--- PASSAGE PROVIDED ---

Case ID: njl_78/html/0017-01.html
Source: Caselaw Access Project
Author: {"author": "Gummere, Chief Justice.", "license": "Public Domain", "url": "https://static.case.law/"}
Date Created: 2024-08-24T03:29:51.129683

ROBERT SUTTON, ADMINISTRATOR, v. WEST JERSEY AND SEASHORE RAILROAD COMPANY.
    Submitted March 19, 1909
    Decided June 14, 1909.
    1. As a general rule, a landowner who, in the development of his property, and solely for the purpose of obtaining a more beneficial user therefrom, installs upon it an appliance which will be dangerous to people coming in contact therewith, is under no obligation to trespassers to so guard it that they shall not be injured thereby, and is not liable to them for injuries received therefrom; but where he installs the appliance for the purpose of inflicting injury upon the persons or property of those who unlawfully come upon his land, he is answ'erable when harm is inflicted upon them by such appliance.

---

EXERCISES
a) Answer each of these about the Sutton railroad case:
(i) On what date was the case submitted?
(ii) Who is named as the author?
(iii) What source is given for the case?
b) What dates appear anywhere in the Sutton railroad case text? List all of them.
c) Can you continue the Sutton railroad case text from its last sentence?
The listing that comes next is separate material, unconnected to the court case.

--- DATASET EXCERPTS ---

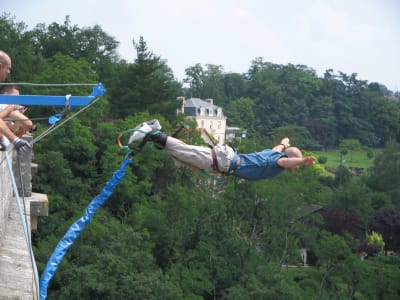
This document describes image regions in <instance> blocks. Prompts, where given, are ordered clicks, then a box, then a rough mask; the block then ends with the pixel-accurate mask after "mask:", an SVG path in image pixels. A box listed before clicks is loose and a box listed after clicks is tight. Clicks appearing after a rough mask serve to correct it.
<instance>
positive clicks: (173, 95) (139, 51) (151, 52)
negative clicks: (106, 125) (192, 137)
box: [110, 37, 180, 120]
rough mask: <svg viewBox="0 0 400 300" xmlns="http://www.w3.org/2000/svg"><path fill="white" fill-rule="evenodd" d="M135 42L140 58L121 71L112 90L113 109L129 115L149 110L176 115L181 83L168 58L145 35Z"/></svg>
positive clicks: (111, 93)
mask: <svg viewBox="0 0 400 300" xmlns="http://www.w3.org/2000/svg"><path fill="white" fill-rule="evenodd" d="M134 46H135V49H136V52H137V58H136V60H135V63H134V64H131V65H128V66H127V68H126V69H123V70H121V73H120V74H119V83H118V85H117V86H116V88H115V89H114V90H113V91H112V92H111V98H112V100H111V101H110V104H111V112H112V113H113V115H114V116H116V117H126V116H128V115H130V114H133V113H135V112H138V111H149V112H151V113H153V114H154V113H162V114H163V115H164V116H166V117H167V118H168V119H170V120H171V119H174V118H175V115H176V108H177V107H178V102H177V101H176V97H177V95H179V94H180V85H179V84H178V83H177V82H176V81H175V79H174V77H173V73H172V71H171V69H170V68H169V67H168V66H167V65H166V63H165V61H163V60H162V59H161V58H160V57H158V56H156V55H154V54H153V53H152V52H151V51H149V50H148V48H147V45H146V42H145V41H144V39H143V37H140V39H139V42H138V43H135V42H134Z"/></svg>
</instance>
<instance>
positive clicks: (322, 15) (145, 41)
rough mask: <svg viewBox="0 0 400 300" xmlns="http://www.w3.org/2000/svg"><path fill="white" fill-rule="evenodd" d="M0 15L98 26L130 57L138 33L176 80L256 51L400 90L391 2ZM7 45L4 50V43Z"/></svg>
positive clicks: (10, 12) (244, 65) (93, 6)
mask: <svg viewBox="0 0 400 300" xmlns="http://www.w3.org/2000/svg"><path fill="white" fill-rule="evenodd" d="M3 2H4V3H2V5H1V7H2V10H3V13H9V14H10V15H11V16H12V17H15V21H16V22H24V23H25V24H26V25H27V26H28V28H27V29H28V30H31V29H33V28H34V26H35V25H37V24H38V23H45V24H46V25H49V24H51V23H53V22H56V23H59V24H63V23H64V21H65V17H66V16H67V15H68V16H69V17H70V21H71V25H77V26H78V27H80V28H83V27H92V26H94V25H100V26H101V28H102V30H103V31H104V32H106V33H107V34H108V35H110V36H112V37H114V38H115V39H116V40H117V41H118V42H119V43H120V45H119V48H118V53H119V55H120V57H121V58H123V59H125V60H127V61H129V62H133V61H134V59H135V58H136V51H135V49H134V47H133V43H132V41H133V40H135V41H138V40H139V38H140V37H141V36H142V37H143V39H144V40H145V42H146V43H147V47H148V49H149V50H151V51H152V52H153V53H154V54H155V55H157V56H160V57H161V58H162V59H164V60H165V61H166V62H167V65H168V66H169V67H170V68H171V69H172V71H173V73H174V76H175V77H176V78H177V79H178V80H179V81H182V80H183V78H184V77H185V69H186V68H189V67H192V66H194V65H196V64H201V65H202V66H203V68H206V65H207V64H212V65H217V66H222V67H223V71H224V72H236V73H246V72H247V71H248V70H249V68H250V66H251V64H252V61H253V60H254V59H256V58H258V57H261V58H262V59H263V61H264V62H270V63H274V64H281V65H286V64H289V63H290V64H294V65H305V66H307V67H309V68H312V69H314V70H315V71H316V72H317V74H318V76H323V74H324V72H325V71H326V70H328V69H333V71H334V73H335V74H339V71H340V72H344V73H345V74H347V75H350V74H352V73H357V79H359V80H367V81H368V82H379V83H381V84H384V85H385V86H386V87H387V88H388V89H390V90H392V91H399V89H400V17H399V12H400V1H398V0H280V1H276V0H275V1H272V0H169V1H166V0H141V1H139V0H113V1H105V0H79V1H78V0H62V1H59V0H35V1H26V0H12V1H3ZM3 50H6V51H7V49H3Z"/></svg>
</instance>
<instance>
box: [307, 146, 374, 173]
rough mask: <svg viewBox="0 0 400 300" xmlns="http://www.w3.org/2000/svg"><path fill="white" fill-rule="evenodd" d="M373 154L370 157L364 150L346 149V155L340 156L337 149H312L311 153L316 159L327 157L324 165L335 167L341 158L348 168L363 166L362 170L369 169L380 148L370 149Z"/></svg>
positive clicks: (339, 161) (373, 161) (330, 166)
mask: <svg viewBox="0 0 400 300" xmlns="http://www.w3.org/2000/svg"><path fill="white" fill-rule="evenodd" d="M371 150H372V151H373V153H374V156H373V157H372V158H371V159H370V158H368V156H367V151H366V150H359V151H348V153H347V154H346V155H343V156H342V157H341V154H340V150H339V149H333V150H328V151H312V153H313V155H314V156H315V157H316V158H317V159H318V157H321V156H325V157H326V158H328V160H327V161H326V163H325V164H324V166H325V167H328V168H329V167H337V166H339V165H340V163H341V162H340V160H341V159H342V161H343V164H344V165H345V166H347V167H349V168H363V169H364V170H367V169H369V168H370V167H372V166H373V164H374V158H375V156H376V155H377V154H378V153H379V151H381V149H371Z"/></svg>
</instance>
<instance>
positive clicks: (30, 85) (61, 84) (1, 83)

---

EXERCISE RESULTS
a)
(i) March 19, 1909
(ii) Gummere, Chief Justice
(iii) Caselaw Access Project

b)
- March 19, 1909 (submitted)
- June 14, 1909 (decided)
- 2024-08-24T03:29:51.129683 (date created)

c)
    2. Quare. Does this rule apply to the case of a landowmer who permits an unguarded excavation to be upon his land, so near to a public highway as to endanger those who pass along the highway in the exercise of ordinary caution, and exempt him from liability to a person who, without negligence, unintentionally leaves the highway and falls into the excavation?
    On demurrer to declaration.
    Before Gummere, Chief Justice, and Justices Swayze and Parker.
    For the plaintiff, Clarence Pettit.
    
    For the defendant, Bourgeois & Sooy.
    
   The opinion of the court was delivered by

Gummere, Chief Justice.

This action is brought by the administrator of Joseph Sutton, deceased, to recover the pecuniary loss sustained by his next of kin by reason of his death, the suit being based upon the theory that decedent’s death was caused by the wrongful act or neglect of the defendant.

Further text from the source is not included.